* _Exercise_: The entries below are to be reproduced exactly, with their pictures omitted.

* _Task inputs_:

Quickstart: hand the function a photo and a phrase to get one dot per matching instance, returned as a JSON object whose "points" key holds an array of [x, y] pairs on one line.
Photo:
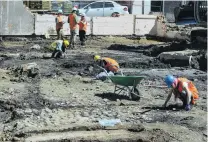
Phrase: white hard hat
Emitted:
{"points": [[60, 11], [74, 9]]}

* _Answer box_:
Quickstart: hand the function a photo and a phrase to get one dot per matching instance, returned as a JSON object whose "points" key holds an array of [x, y] pairs on one line.
Photo:
Phrase: white hard hat
Emitted:
{"points": [[60, 11], [74, 9]]}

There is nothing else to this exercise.